PAGE EXTRACT:

WEEKS before Christmas, with the country coming out of a month-long national lockdown, the shopping sector is in crisis.

Stores are expected to be extremely busy, but a high street bloodbath is underway as around 25,000 jobs could be axed.

Some 13,000 staff at Sir Philip Green’s Arcadia Group face an anxious wait following the business collapsing into administration.

Debenhams, which is already in administration, said it would start a liquidation process after JD Sports confirmed it had pulled out of a possible rescue.

The 242-year-old department store chain has around 12,000 staff, with stores in Newcastle, Sunderland and Middlesbrough.

Rachel Anderson, assistant director of policy, North-East England Chamber of Commerce said: “We understand these job losses are devastating for those people affected.

“The Government's priority now should be on making trading conditions easier in our town centres which includes a fundamental reform of the business rates system, support for independent retailers and increased help for local areas to find new uses for some town centre buildings and new ways to bring footfall into town centres.”

Arcadia’s brands, which includes Topshop, Dorothy Perkins and Burton, has hired Deloitte to handle the next steps after the pandemic “severely impacted” upon sales across its brands.

Many of Arcadia’s staff worked at its brands’ concessions in Debenhams, which had hoped for a rescue.

Talks with JD Sports have now ended after the sports chain retailer walked away and a winding down process has begun.

Andy McDonald, Labour MP for Middlesbrough, said: “The news that Debenhams is to close all its stores is devastating for all the staff employed across the country. Debenhams in Middlesbrough is at the heart of the centre and loved by so many people.

“To see so many jobs lost in the retail sector is further blow at a time when so many businesses are fighting to survive the Covid pandemic.”

Simon Clarke, Conservative MP for Middlesbrough South and East Cleveland, the Coronavirus Job Retention Scheme has been extended until March to give people and businesses the support they need over what will be a difficult winter.

He said: “This is terribly sad news for anybody who stands to lose their job as a result of the winding down of operations at Debenhams.

“I will work with all constituents affected to best help them receive all the support they need at this difficult time.

"The Government has provided unprecedented support for business throughout this pandemic.

“It is nonetheless clear the economic effects of fighting Covid-19 last longer for businesses than the duration of any given restrictions, and we need to go further with our support.

"While the Government cannot save every business in these unprecedented times, we will continue to do all we can to support business owners and employees."

Arcadia, which runs 444 stores in the UK and 22 overseas, said 9,294 employees are currently on furlough.

No redundancies have been announced and stores will continue to trade, the administrators said, with many due to reopen on Wednesday when England’s lockdown is lifted.

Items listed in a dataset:
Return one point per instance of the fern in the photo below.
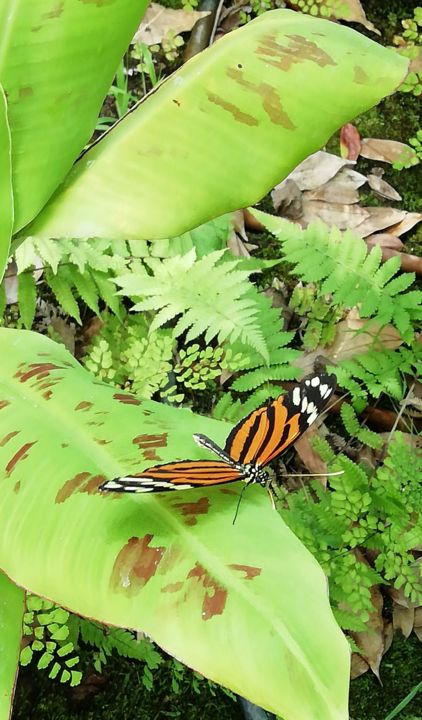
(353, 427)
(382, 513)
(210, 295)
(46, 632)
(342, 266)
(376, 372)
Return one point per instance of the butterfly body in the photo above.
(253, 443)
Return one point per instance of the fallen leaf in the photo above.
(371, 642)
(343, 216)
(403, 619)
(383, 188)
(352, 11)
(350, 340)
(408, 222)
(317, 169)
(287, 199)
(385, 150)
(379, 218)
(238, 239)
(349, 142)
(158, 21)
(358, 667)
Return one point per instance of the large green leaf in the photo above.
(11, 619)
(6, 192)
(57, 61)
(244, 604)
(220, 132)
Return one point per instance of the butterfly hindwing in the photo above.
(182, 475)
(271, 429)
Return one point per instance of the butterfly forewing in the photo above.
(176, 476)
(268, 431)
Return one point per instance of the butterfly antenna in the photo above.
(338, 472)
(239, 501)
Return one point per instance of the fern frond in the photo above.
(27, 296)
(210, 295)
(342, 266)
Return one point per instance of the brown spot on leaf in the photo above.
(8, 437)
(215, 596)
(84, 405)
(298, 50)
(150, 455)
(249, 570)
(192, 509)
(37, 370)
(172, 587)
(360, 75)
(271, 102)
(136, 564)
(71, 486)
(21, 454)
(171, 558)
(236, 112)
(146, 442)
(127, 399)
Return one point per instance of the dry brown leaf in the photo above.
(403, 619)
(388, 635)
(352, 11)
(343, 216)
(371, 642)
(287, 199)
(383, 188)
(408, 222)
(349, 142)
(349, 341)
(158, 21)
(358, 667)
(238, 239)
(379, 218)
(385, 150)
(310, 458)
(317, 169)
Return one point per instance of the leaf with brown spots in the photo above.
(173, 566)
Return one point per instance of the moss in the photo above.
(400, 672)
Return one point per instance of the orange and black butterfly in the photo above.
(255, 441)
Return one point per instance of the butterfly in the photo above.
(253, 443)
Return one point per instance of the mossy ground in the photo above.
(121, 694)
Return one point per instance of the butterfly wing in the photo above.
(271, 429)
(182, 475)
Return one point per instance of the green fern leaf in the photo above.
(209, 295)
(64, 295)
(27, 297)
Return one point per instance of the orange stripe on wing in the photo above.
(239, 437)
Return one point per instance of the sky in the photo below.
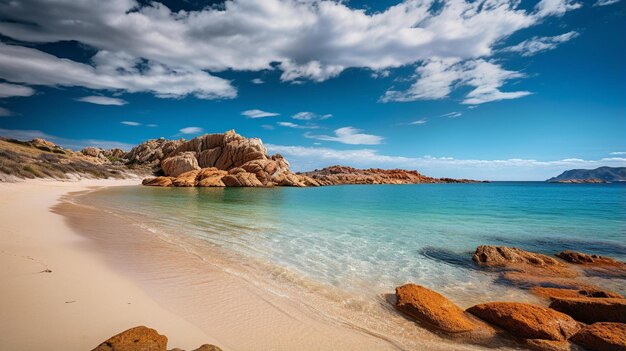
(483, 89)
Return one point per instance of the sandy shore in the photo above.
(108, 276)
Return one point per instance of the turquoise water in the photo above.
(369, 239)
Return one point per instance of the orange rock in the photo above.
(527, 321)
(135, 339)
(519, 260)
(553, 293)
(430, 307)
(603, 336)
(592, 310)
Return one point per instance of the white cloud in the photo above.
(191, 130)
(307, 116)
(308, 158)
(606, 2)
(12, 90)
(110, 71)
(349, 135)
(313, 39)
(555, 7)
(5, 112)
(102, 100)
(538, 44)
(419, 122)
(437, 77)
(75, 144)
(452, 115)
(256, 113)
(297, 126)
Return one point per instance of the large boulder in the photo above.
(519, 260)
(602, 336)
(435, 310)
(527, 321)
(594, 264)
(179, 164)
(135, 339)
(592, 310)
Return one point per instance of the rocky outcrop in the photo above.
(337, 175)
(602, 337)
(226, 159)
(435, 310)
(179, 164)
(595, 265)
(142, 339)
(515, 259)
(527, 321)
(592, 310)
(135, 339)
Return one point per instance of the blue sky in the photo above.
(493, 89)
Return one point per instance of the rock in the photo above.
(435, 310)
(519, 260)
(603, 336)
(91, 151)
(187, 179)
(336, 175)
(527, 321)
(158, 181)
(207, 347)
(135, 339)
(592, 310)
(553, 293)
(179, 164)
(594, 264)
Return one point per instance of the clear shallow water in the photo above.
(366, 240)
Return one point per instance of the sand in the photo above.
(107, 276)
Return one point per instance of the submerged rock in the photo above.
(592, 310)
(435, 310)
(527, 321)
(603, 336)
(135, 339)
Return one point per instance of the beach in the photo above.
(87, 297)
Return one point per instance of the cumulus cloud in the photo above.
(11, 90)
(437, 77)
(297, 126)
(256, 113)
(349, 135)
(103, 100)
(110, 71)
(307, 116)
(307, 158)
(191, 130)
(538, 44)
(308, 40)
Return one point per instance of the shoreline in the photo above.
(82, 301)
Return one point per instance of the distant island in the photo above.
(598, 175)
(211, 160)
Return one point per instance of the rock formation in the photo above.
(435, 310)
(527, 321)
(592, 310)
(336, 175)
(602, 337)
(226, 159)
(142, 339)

TASK REQUIREMENTS:
Please pick up the article about the Arcadia and Debenhams job losses after its last sentence and continue it.

OUTPUT OF THE TASK:
Ian Grabiner, chief executive of Arcadia, said: “This is an incredibly sad day for all of our colleagues as well as our suppliers and our many other stakeholders.

“The impact of the Covid-19 pandemic, including the forced closure of our stores for prolonged periods, has severely impacted on trading across all of our brands.

“Throughout this immensely challenging time our priority has been to protect jobs and preserve the financial stability of the group in the hope that we could ride out the pandemic and come out fighting on the other side.

“Ultimately, however, in the face of the most difficult trading conditions we have ever experienced, the obstacles we encountered were far too severe.”

Retail trade union Usdaw has said it is seeking urgent meetings with Arcadia’s administrators in a bid to preserve jobs.

Dave Gill, Usdaw national officer, said: “Now that Arcadia is in administration, it is crucial that the voice of staff is heard over the future of the business and that is best done through their trade union.

“We are seeking urgent meetings and need assurances on what efforts are being made to save jobs, the plan for stores to continue trading and the funding of the pension scheme.

“In the meantime, we are providing our members with the support and advice they need at this very difficult time.”

The administrators said they will be “assessing all options available”, which could see brands sold off in separate rescue deals.

Arcadia will continue to honour all online orders made over the Black Friday weekend and will continue to operate all of its current sales channels.

Matt Smith, joint administrator at Deloitte, said: “We will now work with the existing management team and broader stakeholders to assess all options available for the future of the group’s businesses.

“It is our intention to continue to trade all of the brands, and we look forward to welcoming customers back into stores when many of them are allowed to reopen.

“We will be rapidly seeking expressions of interest and expect to identify one or more buyers to ensure the future success of the businesses.”